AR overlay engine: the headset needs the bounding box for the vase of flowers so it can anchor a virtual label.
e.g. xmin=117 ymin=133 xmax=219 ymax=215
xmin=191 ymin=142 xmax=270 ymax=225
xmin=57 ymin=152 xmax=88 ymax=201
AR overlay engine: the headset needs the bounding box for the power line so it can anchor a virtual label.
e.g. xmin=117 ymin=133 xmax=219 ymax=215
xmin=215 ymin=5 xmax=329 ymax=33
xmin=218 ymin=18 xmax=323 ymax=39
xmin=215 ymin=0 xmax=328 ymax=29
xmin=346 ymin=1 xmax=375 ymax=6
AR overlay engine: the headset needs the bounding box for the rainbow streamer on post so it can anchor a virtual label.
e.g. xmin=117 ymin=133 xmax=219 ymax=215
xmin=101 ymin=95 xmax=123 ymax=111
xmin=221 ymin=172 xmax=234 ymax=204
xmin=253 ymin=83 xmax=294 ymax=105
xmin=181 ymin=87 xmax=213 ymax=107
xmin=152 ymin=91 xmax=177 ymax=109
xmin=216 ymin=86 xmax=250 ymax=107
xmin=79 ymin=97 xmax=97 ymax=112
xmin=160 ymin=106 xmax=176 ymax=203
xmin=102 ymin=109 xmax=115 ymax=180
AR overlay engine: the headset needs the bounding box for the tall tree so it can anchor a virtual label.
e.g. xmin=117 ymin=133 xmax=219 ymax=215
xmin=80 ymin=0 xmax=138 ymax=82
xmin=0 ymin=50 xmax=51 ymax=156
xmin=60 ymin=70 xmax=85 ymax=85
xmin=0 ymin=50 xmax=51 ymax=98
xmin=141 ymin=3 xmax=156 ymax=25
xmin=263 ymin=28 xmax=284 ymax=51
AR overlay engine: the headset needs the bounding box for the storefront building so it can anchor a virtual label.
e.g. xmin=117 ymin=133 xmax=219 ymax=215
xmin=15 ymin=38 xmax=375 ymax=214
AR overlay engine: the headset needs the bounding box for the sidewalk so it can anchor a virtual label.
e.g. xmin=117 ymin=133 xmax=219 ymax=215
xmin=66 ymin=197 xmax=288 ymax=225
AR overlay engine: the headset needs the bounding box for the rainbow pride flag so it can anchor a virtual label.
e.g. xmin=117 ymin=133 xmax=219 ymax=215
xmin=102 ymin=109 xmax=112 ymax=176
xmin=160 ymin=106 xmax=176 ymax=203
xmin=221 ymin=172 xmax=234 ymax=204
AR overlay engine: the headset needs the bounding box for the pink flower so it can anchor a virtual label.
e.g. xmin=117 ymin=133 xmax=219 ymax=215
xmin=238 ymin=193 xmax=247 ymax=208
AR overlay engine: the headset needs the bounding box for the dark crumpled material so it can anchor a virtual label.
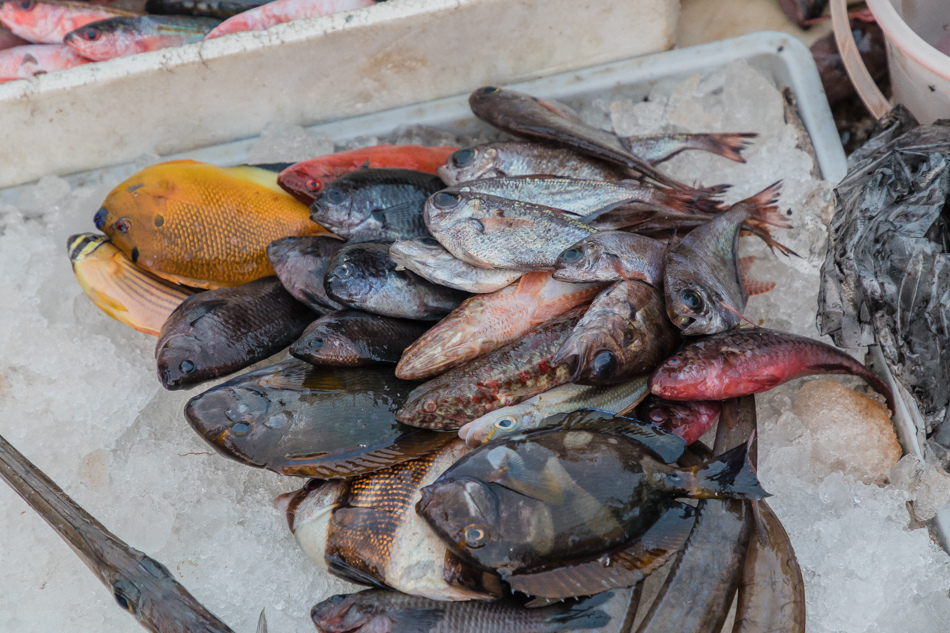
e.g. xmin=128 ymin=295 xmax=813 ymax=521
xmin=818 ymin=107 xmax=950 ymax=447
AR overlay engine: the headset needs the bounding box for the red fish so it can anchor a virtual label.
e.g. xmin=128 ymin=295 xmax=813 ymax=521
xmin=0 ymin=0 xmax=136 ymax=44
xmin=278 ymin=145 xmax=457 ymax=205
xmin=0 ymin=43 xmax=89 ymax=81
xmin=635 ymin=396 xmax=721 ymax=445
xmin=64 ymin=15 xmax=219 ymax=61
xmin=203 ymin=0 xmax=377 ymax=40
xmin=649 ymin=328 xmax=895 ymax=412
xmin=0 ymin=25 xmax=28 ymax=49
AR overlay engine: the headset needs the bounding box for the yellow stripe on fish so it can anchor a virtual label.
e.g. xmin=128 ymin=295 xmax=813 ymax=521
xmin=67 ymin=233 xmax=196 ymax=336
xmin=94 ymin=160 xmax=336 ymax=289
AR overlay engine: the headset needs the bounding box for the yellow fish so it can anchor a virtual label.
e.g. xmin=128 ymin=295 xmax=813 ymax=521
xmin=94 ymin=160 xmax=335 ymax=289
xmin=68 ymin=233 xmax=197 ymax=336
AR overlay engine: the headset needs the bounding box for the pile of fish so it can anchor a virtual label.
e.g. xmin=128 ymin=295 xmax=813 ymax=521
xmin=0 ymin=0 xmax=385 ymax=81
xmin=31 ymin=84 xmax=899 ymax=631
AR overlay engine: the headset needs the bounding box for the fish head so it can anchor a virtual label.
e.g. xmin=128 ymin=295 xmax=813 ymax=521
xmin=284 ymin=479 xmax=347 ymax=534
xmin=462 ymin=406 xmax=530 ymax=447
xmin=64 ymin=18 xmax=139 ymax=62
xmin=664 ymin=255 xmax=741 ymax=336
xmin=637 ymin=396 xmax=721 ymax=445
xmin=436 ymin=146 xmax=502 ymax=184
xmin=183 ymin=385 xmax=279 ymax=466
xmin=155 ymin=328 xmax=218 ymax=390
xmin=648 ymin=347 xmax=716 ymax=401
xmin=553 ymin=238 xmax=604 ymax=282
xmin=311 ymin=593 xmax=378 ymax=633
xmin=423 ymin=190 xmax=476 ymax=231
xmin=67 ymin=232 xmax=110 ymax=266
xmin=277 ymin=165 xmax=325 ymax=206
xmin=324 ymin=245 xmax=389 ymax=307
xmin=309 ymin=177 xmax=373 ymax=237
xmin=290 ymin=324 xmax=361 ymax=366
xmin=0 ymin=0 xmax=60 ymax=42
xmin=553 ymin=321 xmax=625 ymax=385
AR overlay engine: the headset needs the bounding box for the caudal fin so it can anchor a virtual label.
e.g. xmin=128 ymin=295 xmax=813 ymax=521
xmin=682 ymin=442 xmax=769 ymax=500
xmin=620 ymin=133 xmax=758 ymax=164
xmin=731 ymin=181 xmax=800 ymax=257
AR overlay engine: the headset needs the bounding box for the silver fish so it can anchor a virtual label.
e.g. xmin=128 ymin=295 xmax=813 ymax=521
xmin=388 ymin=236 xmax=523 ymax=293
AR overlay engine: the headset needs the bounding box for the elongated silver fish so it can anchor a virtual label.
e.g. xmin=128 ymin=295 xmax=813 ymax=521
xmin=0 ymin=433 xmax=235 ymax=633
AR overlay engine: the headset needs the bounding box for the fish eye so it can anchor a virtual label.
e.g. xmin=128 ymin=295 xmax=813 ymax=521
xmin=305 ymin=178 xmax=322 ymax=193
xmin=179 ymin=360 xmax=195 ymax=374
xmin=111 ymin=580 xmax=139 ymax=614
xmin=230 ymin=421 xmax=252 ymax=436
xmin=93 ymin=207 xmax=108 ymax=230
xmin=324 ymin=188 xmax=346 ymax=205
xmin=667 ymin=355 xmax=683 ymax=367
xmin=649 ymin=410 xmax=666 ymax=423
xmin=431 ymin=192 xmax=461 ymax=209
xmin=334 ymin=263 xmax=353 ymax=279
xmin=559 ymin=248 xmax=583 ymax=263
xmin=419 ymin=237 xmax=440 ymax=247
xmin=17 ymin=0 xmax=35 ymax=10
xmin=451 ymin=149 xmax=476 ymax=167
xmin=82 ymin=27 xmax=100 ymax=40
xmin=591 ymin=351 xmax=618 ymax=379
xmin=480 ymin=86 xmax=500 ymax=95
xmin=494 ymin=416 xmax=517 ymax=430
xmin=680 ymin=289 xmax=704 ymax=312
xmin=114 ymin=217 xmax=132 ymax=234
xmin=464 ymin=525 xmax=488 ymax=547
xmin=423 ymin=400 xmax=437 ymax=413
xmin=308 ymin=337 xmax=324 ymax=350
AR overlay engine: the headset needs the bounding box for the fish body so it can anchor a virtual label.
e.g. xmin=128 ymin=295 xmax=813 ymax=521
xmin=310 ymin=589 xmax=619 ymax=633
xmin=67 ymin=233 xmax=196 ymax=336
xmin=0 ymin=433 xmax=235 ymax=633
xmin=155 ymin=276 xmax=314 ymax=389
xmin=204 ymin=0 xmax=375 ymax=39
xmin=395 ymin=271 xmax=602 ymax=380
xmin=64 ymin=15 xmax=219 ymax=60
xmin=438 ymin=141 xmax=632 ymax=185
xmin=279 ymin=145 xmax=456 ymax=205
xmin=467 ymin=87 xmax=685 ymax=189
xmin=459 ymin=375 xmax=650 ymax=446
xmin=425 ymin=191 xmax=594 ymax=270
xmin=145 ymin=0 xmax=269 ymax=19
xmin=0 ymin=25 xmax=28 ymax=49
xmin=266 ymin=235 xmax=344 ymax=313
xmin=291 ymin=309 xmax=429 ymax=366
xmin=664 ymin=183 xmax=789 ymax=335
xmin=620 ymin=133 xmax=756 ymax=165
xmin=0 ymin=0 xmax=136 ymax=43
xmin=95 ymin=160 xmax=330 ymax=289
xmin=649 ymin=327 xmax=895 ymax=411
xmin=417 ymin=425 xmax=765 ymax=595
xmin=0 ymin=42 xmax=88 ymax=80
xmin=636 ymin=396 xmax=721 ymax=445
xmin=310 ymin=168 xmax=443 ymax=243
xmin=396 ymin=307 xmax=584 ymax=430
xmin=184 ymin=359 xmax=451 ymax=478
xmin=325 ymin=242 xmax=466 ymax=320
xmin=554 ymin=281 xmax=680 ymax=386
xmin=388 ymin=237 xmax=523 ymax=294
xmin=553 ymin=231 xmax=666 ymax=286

....

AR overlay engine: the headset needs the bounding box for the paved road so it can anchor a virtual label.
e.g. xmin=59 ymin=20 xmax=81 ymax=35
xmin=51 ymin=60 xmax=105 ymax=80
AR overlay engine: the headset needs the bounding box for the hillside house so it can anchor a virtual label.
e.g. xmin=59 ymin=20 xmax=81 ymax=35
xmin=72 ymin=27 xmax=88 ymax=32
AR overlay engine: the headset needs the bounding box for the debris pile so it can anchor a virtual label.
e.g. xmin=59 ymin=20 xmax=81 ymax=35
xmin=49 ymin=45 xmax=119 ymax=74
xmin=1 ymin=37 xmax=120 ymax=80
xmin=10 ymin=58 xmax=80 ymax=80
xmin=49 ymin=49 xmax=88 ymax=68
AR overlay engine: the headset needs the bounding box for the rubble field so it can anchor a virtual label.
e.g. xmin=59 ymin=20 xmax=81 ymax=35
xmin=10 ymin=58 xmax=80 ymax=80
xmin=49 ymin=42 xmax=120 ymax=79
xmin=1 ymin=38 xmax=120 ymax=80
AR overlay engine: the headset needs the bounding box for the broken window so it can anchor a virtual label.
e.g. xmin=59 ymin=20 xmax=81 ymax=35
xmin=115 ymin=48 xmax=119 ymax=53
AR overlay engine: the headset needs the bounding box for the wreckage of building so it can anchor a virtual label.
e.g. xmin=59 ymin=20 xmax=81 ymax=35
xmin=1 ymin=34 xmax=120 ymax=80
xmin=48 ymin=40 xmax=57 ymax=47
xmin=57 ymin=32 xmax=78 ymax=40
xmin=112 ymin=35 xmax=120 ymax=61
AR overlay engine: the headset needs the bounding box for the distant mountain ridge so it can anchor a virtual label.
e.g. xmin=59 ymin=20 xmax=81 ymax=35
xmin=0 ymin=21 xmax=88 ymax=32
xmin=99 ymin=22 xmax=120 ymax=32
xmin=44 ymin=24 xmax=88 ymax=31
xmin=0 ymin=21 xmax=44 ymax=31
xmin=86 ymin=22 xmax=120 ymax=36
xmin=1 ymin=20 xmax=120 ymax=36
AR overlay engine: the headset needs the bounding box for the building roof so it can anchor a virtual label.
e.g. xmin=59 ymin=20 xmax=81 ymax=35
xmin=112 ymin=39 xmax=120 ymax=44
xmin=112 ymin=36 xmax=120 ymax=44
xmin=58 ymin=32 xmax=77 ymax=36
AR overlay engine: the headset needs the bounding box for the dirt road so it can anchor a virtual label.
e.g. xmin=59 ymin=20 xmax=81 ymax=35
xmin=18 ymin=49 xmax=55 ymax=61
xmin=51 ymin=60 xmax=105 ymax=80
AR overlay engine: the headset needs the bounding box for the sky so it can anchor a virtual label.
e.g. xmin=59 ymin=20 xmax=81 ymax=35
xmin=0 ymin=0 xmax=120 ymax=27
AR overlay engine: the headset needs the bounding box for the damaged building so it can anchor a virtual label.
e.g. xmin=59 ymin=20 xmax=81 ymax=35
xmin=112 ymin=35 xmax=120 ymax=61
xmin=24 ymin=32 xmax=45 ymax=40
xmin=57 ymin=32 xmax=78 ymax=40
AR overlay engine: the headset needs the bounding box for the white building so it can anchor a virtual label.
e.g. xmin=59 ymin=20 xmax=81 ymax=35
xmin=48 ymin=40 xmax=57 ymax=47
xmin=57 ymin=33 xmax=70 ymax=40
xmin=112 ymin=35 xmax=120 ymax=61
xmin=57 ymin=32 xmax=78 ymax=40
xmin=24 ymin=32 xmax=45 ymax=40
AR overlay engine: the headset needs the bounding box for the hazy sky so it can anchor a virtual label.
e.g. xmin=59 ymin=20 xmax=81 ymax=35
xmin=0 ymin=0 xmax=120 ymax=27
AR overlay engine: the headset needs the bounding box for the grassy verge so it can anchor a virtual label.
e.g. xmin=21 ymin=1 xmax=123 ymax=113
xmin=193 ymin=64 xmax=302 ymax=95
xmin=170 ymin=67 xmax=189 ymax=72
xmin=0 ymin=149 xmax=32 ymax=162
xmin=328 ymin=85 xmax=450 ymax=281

....

What are the lines above, starting at the one with "flowers so it can anchor a virtual label." and ending at the one with "post so it can anchor a virtual label."? Give them again exactly, and only them.

* [EXPECTED ANSWER]:
AR overlay engine: the headset needs the bounding box for the vase of flowers so it can anchor a virtual label.
e.g. xmin=117 ymin=133 xmax=219 ymax=215
xmin=191 ymin=142 xmax=270 ymax=225
xmin=57 ymin=152 xmax=88 ymax=201
AR overlay engine: the headset needs the bounding box for the power line so it can anchor a virtual label.
e.g. xmin=117 ymin=133 xmax=219 ymax=215
xmin=215 ymin=5 xmax=329 ymax=33
xmin=218 ymin=18 xmax=323 ymax=39
xmin=215 ymin=0 xmax=328 ymax=29
xmin=346 ymin=1 xmax=375 ymax=6
AR overlay engine: the headset needs the bounding box for the rainbow streamer on post so it can anchor a virtual label.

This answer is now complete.